Pick out every line in the entries below that contains the string "lamp", treating uppercase and lowercase as different, and copy each such line in full.

BEGIN MATERIAL FOR THIS TASK

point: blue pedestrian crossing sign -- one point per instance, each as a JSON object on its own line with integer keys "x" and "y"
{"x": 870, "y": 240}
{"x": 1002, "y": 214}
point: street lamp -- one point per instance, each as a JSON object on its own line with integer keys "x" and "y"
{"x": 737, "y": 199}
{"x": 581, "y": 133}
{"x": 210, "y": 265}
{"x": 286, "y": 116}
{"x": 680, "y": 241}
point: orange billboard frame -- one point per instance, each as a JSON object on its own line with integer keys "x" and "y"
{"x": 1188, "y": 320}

END MATERIAL FOR THIS TASK
BEGIN MATERIAL FOR THIS TASK

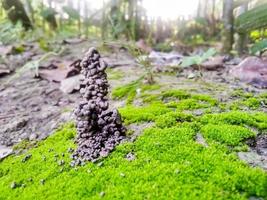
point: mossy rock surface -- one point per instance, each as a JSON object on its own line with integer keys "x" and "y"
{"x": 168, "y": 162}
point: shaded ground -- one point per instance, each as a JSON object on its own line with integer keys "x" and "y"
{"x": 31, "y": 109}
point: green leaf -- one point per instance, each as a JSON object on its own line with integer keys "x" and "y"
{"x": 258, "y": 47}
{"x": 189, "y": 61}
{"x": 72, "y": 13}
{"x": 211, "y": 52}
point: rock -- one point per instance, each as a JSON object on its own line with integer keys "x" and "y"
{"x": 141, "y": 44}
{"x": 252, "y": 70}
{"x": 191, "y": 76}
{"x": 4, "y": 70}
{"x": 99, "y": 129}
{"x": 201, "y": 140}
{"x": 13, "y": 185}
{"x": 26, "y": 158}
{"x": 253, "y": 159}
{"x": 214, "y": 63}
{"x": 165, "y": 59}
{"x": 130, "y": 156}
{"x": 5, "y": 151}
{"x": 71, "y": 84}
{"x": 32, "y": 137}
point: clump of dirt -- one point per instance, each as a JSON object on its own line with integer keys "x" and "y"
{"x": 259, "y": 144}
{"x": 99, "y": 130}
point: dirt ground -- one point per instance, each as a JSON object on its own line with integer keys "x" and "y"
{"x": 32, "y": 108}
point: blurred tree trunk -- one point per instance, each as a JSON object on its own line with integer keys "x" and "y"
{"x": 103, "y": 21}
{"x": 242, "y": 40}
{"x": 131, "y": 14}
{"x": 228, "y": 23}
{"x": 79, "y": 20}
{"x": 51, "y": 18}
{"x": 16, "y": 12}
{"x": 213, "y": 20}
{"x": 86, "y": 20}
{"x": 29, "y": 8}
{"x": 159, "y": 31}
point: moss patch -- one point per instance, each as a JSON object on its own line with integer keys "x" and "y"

END MATERIAL FOR THIS TASK
BEGIN MATERIAL FOR THIS TASK

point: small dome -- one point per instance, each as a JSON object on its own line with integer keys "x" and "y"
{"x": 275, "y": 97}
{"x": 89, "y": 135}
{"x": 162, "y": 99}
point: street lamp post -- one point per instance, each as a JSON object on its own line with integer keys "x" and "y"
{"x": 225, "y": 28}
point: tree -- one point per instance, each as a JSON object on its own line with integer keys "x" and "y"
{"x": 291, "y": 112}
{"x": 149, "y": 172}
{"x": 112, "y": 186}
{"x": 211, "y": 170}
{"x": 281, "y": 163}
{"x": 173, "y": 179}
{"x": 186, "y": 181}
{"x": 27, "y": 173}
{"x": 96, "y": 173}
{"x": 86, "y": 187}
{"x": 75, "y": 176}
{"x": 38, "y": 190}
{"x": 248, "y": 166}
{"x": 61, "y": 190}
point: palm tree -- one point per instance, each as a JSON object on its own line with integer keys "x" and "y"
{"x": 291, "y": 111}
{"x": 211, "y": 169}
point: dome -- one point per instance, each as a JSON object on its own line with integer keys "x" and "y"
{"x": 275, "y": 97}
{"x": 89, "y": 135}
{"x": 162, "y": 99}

END MATERIAL FOR THIS TASK

WRITTEN RESPONSE:
point: street lamp -- one point per instance, each as a JSON object on its own line with integer keys "x" and "y"
point: street lamp post -- one point per instance, each as a JSON object on its own line with integer keys "x" and "y"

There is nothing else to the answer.